## Prompt:
Could you return everything from "I am sure that" down to "to the forum." in the forum thread below about moving to Larnaca, copied word for word?

== Page extract ==

# new here and moving to Larnaca



## travellingmum (Jun 10, 2011)

Hi all, 
I'm greek from greece and my husband is english, we've done our time in the UK and in Greece (and a few other countriew before the kids came along) and we decided it's now time for another move.

We want to start our own business in Cyprous, we were originally thinking of trying our luck in Limassol but it'll probably be Larnaca as Med School looks more like what we want for our children than any other school we found. Of course all this is simply by internet research and we'll go to Cyprus soon to see how things look close up.

We're very excited and aprehensive at the same time, I just wanted to say hi and join your company. 

Also any thoughts and advice is very welcome


----------



## Guest (Jun 10, 2011)

travellingmum said:


> Hi all,
> I'm greek from greece and my husband is english, we've done our time in the UK and in Greece (and a few other countriew before the kids came along) and we decided it's now time for another move.
> 
> We want to start our own business in Cyprous, we were originally thinking of trying our luck in Limassol but it'll probably be Larnaca as Med School looks more like what we want for our children than any other school we found. Of course all this is simply by internet research and we'll go to Cyprus soon to see how things look close up.
> ...


Hi and welcome!

I am sure that your expat experience will help you a lot when you move over

Anders


----------



## Veronica (Apr 5, 2008)

Hi travellingmum, Welcome to the forum.

===
== Data shown ==

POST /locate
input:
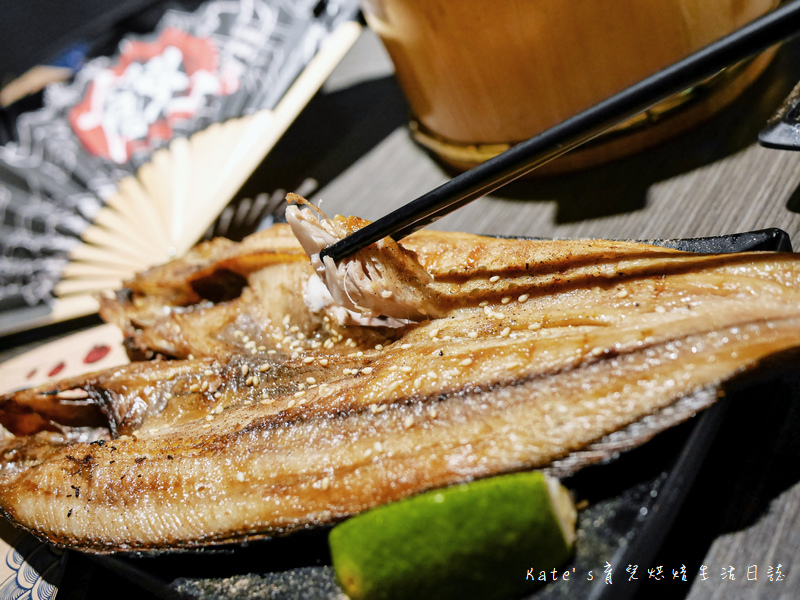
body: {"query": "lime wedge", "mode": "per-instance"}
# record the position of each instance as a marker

===

## Result for this exercise:
I am sure that your expat experience will help you a lot when you move over

Anders


----------



## Veronica (Apr 5, 2008)

Hi travellingmum, Welcome to the forum.